┌─ Source text
Regarding J.P. Rushton's argument that we assortatively mate with those most like us genetically, I want to suggest a distinction that might help us better understand mating patterns. While people do indeed tend to marry people who are similar to them on a number of traits, people do not want to marry people who are exactly like them.
Most obviously, they want someone of the opposite sex, with all those highly opposite physical and mental sexual secondary characteristics. Even homosexuals show this tendency: judging from Personal Ads, most gay men want a man who is more masculine than themselves, and most lesbians want a woman who is more feminine.
Thus, it's useful to distinguish between social attraction (which urges us toward mating with those like ourselves) and sexual attraction (which urges us toward mating with those not like ourselves). Social attraction is when your family owns a chain of supermarkets in Ohio and your beloved's family owns a chain of supermarkets in Pennsylvania; you both "summer" in Maine; have mutual friends, etc. What would make more sense than for you two to get marriage?
Of course, sexual attraction does not always align with social attraction. One of the most common storylines in movies is this: the blonde debutante gets engaged to the blonde fraternity president, but then she falls hard for the tall, dark, and handsome boy from the wrong side of the tracks.
└─
┌─ Source data
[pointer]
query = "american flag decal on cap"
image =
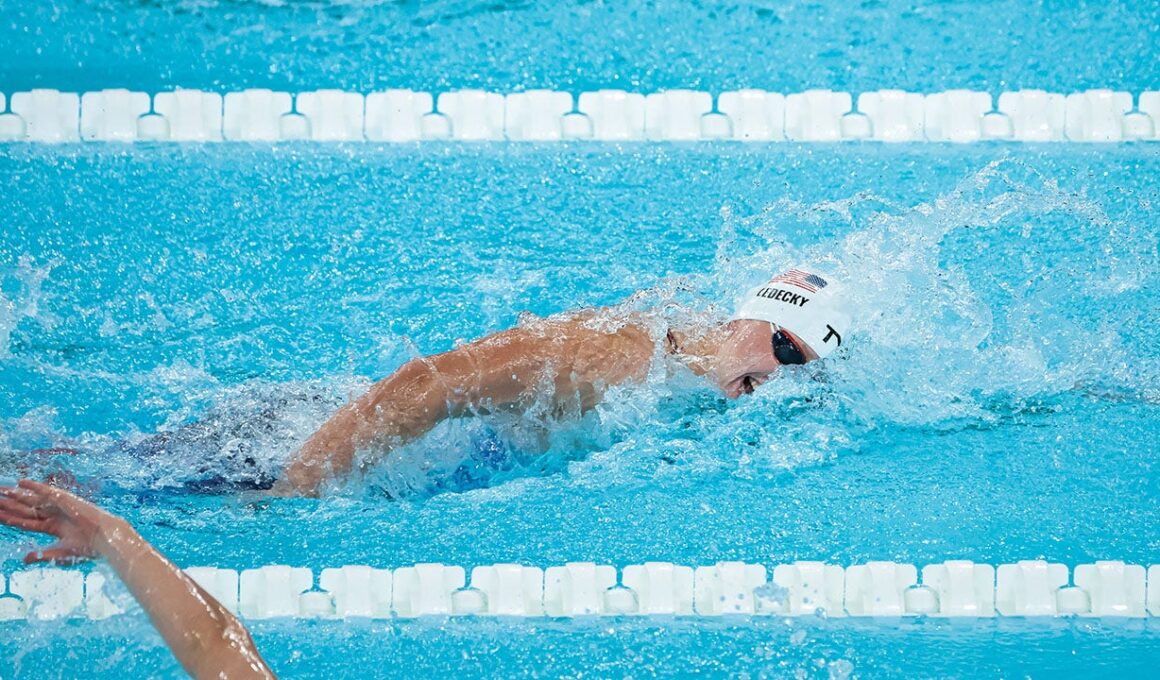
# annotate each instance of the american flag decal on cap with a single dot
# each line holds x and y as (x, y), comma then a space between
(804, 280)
└─
┌─ Source data
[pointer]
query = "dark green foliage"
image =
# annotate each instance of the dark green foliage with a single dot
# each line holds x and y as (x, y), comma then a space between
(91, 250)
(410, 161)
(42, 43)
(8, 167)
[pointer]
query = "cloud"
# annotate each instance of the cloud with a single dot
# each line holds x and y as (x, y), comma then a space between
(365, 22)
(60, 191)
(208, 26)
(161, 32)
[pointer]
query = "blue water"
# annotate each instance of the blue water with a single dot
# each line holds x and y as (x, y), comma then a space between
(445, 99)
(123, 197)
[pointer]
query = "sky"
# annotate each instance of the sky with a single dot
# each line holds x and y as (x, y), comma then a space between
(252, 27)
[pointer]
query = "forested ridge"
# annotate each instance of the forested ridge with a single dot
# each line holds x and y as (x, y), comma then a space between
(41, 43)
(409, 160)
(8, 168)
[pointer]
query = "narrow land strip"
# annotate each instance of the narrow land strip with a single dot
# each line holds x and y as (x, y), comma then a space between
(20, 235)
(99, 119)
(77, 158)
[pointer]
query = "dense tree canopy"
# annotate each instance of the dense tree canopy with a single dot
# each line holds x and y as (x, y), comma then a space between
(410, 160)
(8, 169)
└─
# Exercise instructions
1/ Answer these questions using the passage on mating patterns.
(a) Whose argument holds that we assortatively mate with those most like us genetically?
(b) Judging from Personal Ads, what kind of man do most gay men want?
(c) In the common movie storyline, whom does the blonde debutante fall hard for?
2/ Quote the passage on mating patterns from "Thus, it's useful" to "to get marriage?".
3/ Write what comes next in the passage on mating patterns, picking up after its last sentence.
These lines have no connection to the passage on mating patterns.

# Expected results
1/
(a) J.P. Rushton's
(b) A man who is more masculine than themselves
(c) The tall, dark, and handsome boy from the wrong side of the tracks

2/
Thus, it's useful to distinguish between social attraction (which urges us toward mating with those like ourselves) and sexual attraction (which urges us toward mating with those not like ourselves). Social attraction is when your family owns a chain of supermarkets in Ohio and your beloved's family owns a chain of supermarkets in Pennsylvania; you both "summer" in Maine; have mutual friends, etc. What would make more sense than for you two to get marriage?

3/
Why have I seen a hundred movies with this basic plot? Why in roughly 90-95% of the sex scenes in big budget Hollywood movies is the man darker than the woman? (One reason, among many, that I so anticipated the great Ron Shelton's "White Men Can't Jump" is that I wanted to see how Hollywood handled a love scene between brown-skinned Rosie Perez and The Whitest Man in Hollywood, Woody Harrelson. Would they break the pattern and have a man who was lighter colored than his woman? Well, with enough beige lighting and body makeup, they made both come out an even butterscotch color, so the streak continued.)
Peter Frost has explained why this is so. All else being equal, women really are fairer than men. This was extremely obvious in monoethnic societies, although in modern America few people consciously notice this because of the wide racial variations in coloring. But we unconsciously notice this.
That's why Hollywood likes its women blonde and its men tall, dark and handsome. And it's not just Hollywood. Try watching Mexican TV. It's wall to wall blonde babes. The only time you see Mexican-looking girls is in commercials made by American firms like Busch and Miller.
Peter also argues that it's also likely that women from icy climes are sexually selected more for sex appeal because wives are very expensive in regions where hunting husbands have to feed them over the winter. Conversely, West African males like Michael Jordan have become icons of masculinity possibly because in climates where women can feed their families, husbands are expensive and need to earn their dinner by looking sexy.
Thus, we see patterns in interracial marriage that can't be explained by traditional assortative mating theory. Since African-American women tend to be more middle-class than African-American men (e.g., 80% more black women than black men in grad schools), assortative mating theory should predict that there should be more white husband-black wife marriages. But, of course, in 1990 there were 2.5 times more black husband-white wife marriages. Why? Because social attraction (homogeneity) and sexual attractions (heterogeneity) are frequently opposed.